Let’s take a look at the top three strategies used to deliver value.  If you are an alumnus of Category Management “U”, an attendee of any of our webinar series, a client or a reader of this blog, you will quickly agree that the basic premise of that question is flawed because it uses the definition of value as defined by Procurement and NOT the stakeholders!  This is why we are always and will continue to run into resistance.  This is why we will always remain being known as chasing the last nickel from the supplier and not really adding any value.  Consolidating spend, increasing competition and my all-time favorite – reducing transaction costs- are not tied to what our stakeholders define as value

The second observation is that supplier collaboration has decreased  as a preferred strategy to deliver value.  Nothing could be further from the truth because supplier collaboration is in fact a best Next Practice and has empirically been shown to have significant value for corporations.  It is in fact the largest untapped source of value available – if you know how to get at it.  This is why we have even changed the term Supplier Relationship Management to Optimization.  This particular data point was quite disheartening as it points to a slight regression on this issue and our hope was that in fact this percentage would increase.
——————————
_Set task 1:_ Transcribe everything in the procurement excerpt from "The second observation" down to "percentage would increase.".
——————————
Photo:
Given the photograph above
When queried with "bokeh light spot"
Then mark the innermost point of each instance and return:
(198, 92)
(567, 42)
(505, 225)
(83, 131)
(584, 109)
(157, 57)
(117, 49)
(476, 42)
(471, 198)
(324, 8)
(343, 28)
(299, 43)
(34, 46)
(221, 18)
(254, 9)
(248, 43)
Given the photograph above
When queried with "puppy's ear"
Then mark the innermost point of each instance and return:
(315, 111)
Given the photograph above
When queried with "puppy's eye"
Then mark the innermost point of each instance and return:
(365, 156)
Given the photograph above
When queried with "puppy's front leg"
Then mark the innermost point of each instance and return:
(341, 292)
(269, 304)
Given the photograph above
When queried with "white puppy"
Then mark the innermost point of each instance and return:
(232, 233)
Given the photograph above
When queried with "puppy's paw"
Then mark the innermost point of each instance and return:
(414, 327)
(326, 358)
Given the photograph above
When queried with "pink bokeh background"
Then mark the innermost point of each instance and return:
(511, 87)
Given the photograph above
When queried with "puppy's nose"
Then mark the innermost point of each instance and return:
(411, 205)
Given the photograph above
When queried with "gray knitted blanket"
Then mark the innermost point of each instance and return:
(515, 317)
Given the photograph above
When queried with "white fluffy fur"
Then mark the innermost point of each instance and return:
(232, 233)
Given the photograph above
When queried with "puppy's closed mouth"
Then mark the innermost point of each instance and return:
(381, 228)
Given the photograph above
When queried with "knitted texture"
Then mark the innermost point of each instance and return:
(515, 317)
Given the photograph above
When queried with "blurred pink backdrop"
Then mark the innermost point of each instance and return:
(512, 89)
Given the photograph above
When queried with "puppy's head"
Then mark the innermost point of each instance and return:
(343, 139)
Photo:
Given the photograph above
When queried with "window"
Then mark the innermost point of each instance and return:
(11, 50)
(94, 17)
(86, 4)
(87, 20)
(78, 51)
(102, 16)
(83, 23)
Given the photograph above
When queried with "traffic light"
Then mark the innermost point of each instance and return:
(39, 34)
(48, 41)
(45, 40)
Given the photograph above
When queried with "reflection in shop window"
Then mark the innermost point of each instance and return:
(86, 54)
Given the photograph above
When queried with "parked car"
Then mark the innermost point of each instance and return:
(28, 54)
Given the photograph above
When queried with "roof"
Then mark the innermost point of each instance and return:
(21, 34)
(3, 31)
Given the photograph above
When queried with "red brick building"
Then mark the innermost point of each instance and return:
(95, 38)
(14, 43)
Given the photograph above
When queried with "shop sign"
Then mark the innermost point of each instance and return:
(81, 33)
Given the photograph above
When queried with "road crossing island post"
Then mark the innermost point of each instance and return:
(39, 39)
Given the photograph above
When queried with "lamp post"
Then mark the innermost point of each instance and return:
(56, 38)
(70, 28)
——————————
_Set task 2:_ Show each line of the rows above that contains the word "pink".

_Task answer 1:_
The second observation is that supplier collaboration has decreased  as a preferred strategy to deliver value.  Nothing could be further from the truth because supplier collaboration is in fact a best Next Practice and has empirically been shown to have significant value for corporations.  It is in fact the largest untapped source of value available – if you know how to get at it.  This is why we have even changed the term Supplier Relationship Management to Optimization.  This particular data point was quite disheartening as it points to a slight regression on this issue and our hope was that in fact this percentage would increase.

_Task answer 2:_
When queried with "pink bokeh background"
When queried with "blurred pink backdrop"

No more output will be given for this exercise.